_TASK DETAILS_. Copy the rows from the line with "the green foliage." up to and including the line with "[394,377,413,393]", and only those rows, requests included, shifting each bounding-box coordinate in the answers by adding 86 to it.

>> begin ITEMS

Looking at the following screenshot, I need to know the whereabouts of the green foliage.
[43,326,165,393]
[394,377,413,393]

>> end ITEMS
>> begin ITEMS

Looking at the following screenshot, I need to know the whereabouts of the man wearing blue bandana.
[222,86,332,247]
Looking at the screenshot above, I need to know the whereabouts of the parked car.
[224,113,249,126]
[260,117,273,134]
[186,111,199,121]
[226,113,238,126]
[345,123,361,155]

>> end ITEMS

_FULL RESPONSE_.
Looking at the following screenshot, I need to know the whereabouts of the green foliage.
[129,412,251,479]
[480,463,499,479]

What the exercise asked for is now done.